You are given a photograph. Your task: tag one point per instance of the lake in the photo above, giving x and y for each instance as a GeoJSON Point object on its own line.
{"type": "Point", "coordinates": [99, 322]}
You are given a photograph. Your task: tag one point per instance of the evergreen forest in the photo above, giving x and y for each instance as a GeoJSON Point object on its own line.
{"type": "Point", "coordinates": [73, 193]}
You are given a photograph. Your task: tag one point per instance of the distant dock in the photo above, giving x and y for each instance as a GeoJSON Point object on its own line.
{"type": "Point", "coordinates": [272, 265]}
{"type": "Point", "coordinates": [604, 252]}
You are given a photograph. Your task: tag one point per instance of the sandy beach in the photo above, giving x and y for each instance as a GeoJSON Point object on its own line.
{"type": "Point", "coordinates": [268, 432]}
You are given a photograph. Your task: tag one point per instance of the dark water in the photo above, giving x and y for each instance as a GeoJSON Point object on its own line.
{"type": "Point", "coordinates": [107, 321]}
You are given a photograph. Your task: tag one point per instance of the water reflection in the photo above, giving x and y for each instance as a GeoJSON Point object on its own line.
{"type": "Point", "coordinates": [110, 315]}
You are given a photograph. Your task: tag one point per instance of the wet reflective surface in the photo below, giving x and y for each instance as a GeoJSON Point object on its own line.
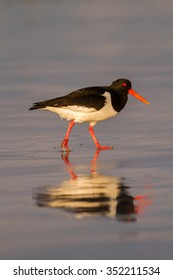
{"type": "Point", "coordinates": [90, 195]}
{"type": "Point", "coordinates": [86, 205]}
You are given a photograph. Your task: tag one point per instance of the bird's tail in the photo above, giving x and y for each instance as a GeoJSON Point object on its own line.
{"type": "Point", "coordinates": [37, 105]}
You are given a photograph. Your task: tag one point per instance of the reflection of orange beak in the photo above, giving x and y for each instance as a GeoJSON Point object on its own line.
{"type": "Point", "coordinates": [135, 94]}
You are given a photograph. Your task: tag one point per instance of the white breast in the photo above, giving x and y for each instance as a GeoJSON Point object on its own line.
{"type": "Point", "coordinates": [82, 114]}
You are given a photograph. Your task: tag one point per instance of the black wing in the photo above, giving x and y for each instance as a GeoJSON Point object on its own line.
{"type": "Point", "coordinates": [91, 97]}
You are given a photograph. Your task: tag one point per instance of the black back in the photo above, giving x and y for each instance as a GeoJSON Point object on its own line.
{"type": "Point", "coordinates": [91, 97]}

---------------

▸ TASK DETAILS: The entries above are to be returned exactly, without their pictures.

▸ ANSWER BOX:
You are given a photograph. Your task: tag one point per instance of the lake in the photo above, giving x and y for each instance as a GeoJSON Point object on its own line.
{"type": "Point", "coordinates": [99, 322]}
You are given a photograph. Your task: tag one point per instance of the evergreen forest in the photo above, giving x and y for each instance as a GeoJSON Point object on its own line.
{"type": "Point", "coordinates": [73, 193]}
You are given a photograph. Your task: tag one point per instance of the distant dock in the photo above, giving x and y for each instance as a GeoJSON Point object on its own line.
{"type": "Point", "coordinates": [272, 265]}
{"type": "Point", "coordinates": [604, 252]}
You are given a photograph. Your task: tag one point per instance of the sandy beach in the photo above, giving x and y for each instance as a GeoJSON Point object on its own line.
{"type": "Point", "coordinates": [268, 432]}
You are given a photograph. Your task: tag one point per instance of the dark water in the photo above, giving x and y for each instance as a GeoJSON Point object on its own line.
{"type": "Point", "coordinates": [107, 321]}
You are given a photograph. Your task: tag one point per instance of the water reflection in the photo above, giving x and y for each instance as a GeoJSON Point object on its own line.
{"type": "Point", "coordinates": [110, 315]}
You are given a photograph. Your task: tag one point per instance of the wet reflective surface in the photo below, giving x and y for each instance as a GeoJSON Point object on its own line.
{"type": "Point", "coordinates": [90, 195]}
{"type": "Point", "coordinates": [86, 205]}
You are given a photograph. Your task: tag one point per instance of the bird's tail in the photo above, giving x and y for each instance as a GeoJSON Point object on its own line.
{"type": "Point", "coordinates": [37, 105]}
You are given a photograph. Your task: tag one point per instance of the reflection of orange beak in the photo above, giving x and y for each instance as a GeoJSON Point object on its own line.
{"type": "Point", "coordinates": [135, 94]}
You are given a photograph. Your task: tag one point per instance of the white breast in the photo above, giving x and y for each instance as a GeoJSON Point object on its own line.
{"type": "Point", "coordinates": [82, 114]}
You are given a photograph. Your task: tag one point per instance of the black wing in the photo above, giving x and y for each instance as a GeoJSON Point object on its own line.
{"type": "Point", "coordinates": [91, 97]}
You are given a photograph. Your task: tag one point per instance of the black back in the photo above, giving x and y for each instance as a GeoJSON Point object on its own line.
{"type": "Point", "coordinates": [91, 97]}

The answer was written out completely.